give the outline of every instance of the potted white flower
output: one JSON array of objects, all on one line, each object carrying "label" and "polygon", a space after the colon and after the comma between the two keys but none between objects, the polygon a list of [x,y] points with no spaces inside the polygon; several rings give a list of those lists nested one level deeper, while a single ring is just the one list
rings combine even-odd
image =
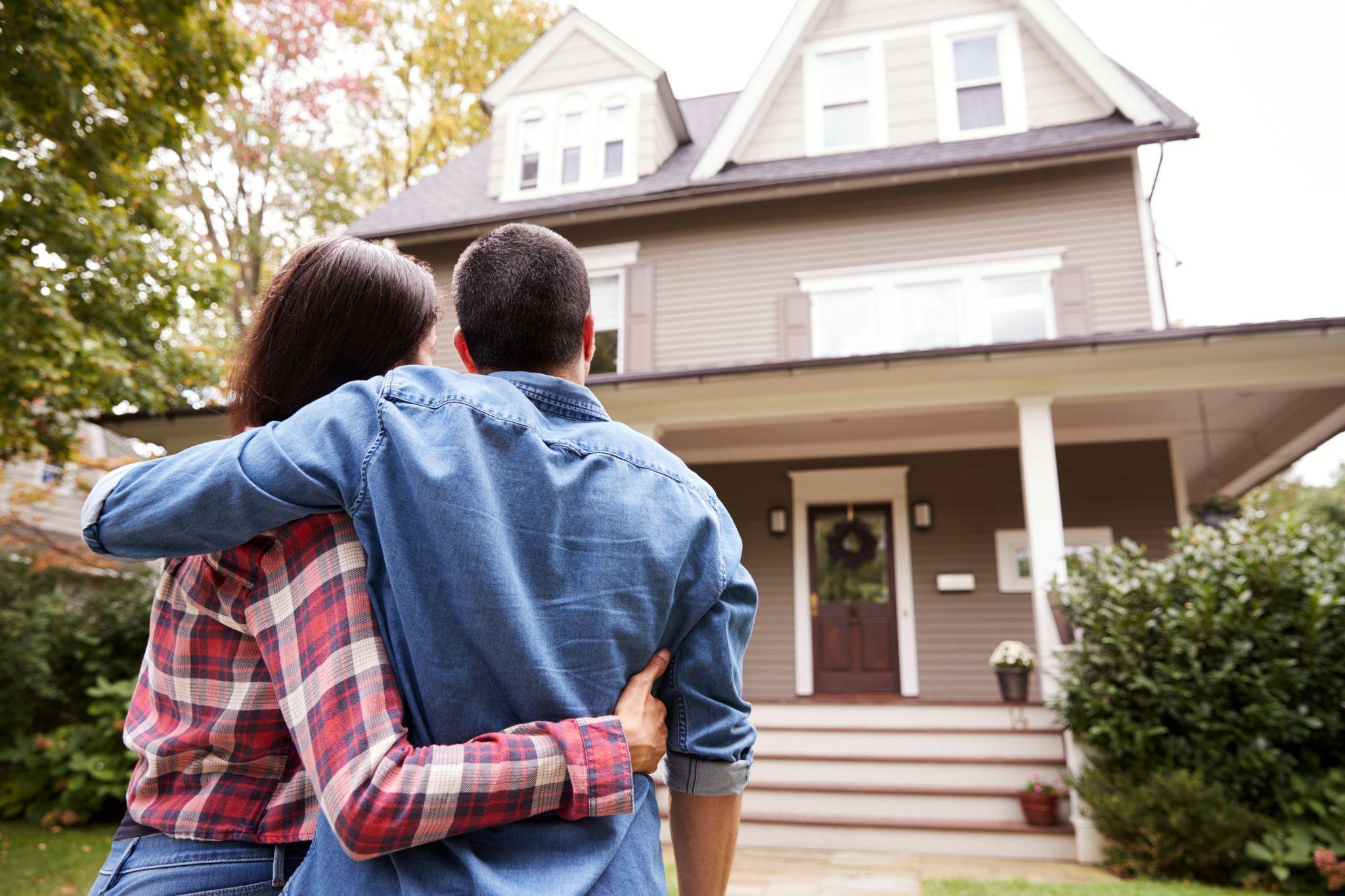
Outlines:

==

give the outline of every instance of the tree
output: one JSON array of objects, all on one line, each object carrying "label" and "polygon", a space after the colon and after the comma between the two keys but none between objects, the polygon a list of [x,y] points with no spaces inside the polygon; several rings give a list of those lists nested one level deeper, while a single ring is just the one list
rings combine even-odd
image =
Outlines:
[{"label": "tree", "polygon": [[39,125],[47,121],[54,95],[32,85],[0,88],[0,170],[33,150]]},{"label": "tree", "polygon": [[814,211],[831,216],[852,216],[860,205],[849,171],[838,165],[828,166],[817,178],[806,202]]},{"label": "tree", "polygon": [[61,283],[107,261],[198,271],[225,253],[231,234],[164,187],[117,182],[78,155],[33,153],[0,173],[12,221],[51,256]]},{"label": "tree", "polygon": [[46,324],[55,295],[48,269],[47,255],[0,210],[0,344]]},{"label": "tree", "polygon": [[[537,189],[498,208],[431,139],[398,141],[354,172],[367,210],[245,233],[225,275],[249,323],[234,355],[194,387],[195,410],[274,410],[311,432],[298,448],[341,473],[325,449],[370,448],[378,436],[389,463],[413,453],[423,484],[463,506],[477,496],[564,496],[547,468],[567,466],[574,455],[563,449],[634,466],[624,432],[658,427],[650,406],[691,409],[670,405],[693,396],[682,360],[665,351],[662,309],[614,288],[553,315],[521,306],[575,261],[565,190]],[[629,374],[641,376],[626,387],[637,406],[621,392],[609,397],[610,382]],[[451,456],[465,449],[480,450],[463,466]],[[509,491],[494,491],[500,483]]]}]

## AIM
Count the lines in the listing above that contain the string "give", treating uppercase and lowercase as different, and reply with the number only.

## SOLVED PROBLEM
4